- _CHALLENGE_
Render the lines of the items below as a Markdown table with the columns "Row" and "Line." Each row should hold a row number and one line. Omit blank lines and leave the pictures out.

-*-*-

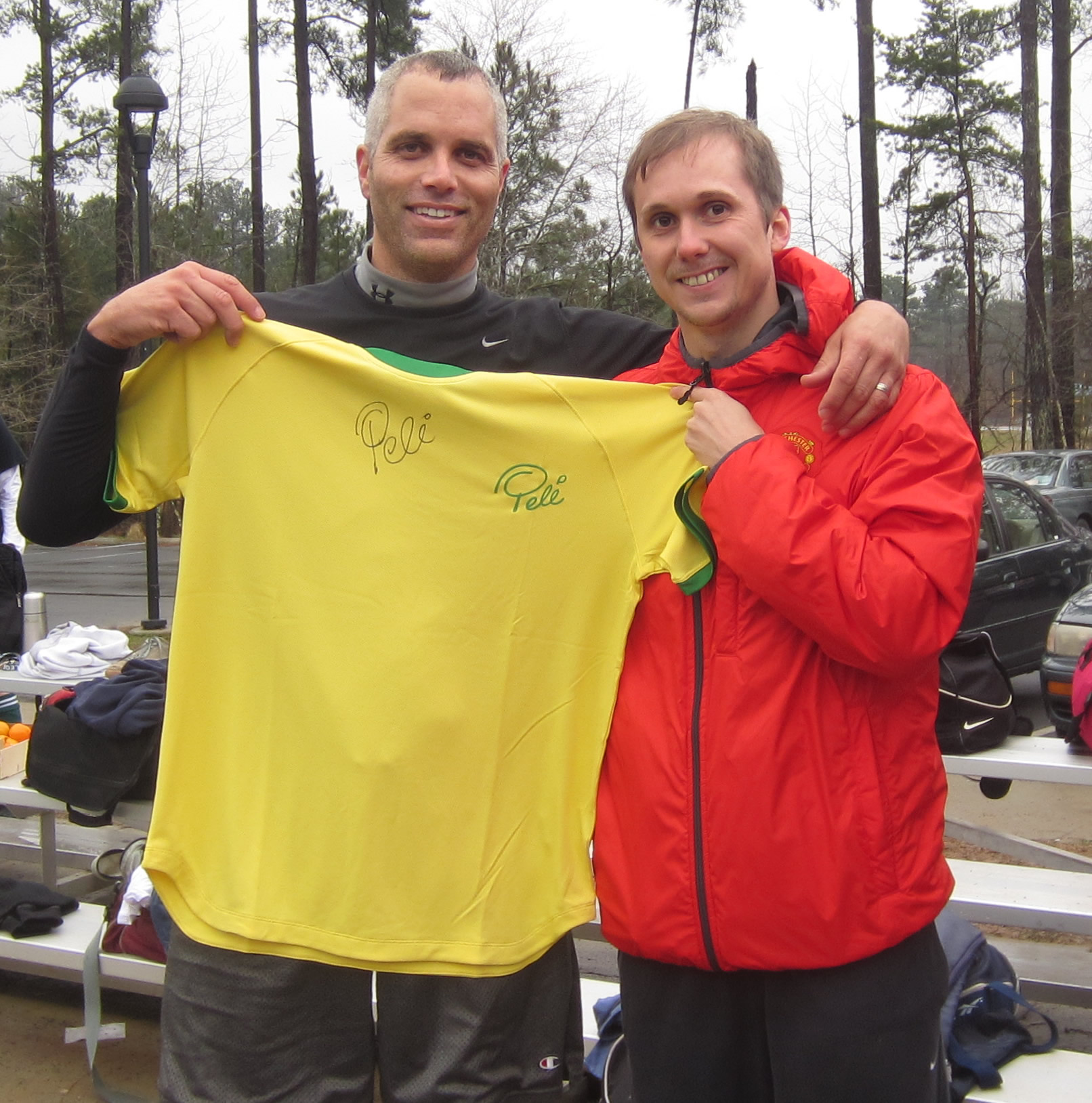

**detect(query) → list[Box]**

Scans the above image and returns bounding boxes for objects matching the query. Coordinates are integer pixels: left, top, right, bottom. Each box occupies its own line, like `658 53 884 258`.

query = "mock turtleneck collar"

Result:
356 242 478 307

-*-*-

- _THE COMPLETED TASK_
| Row | Line |
|---|---|
| 1 | **detect(query) → list[Box]** |
| 2 | Scans the above image and returns bounding boxes for objects matching the query. Coordinates are integer pixels: left, top, right, bottom. Each box occupies its own line, like `658 53 884 258`. |
| 3 | query = "mock turtleneck collar" |
| 4 | Result: |
| 5 | 356 242 478 307 |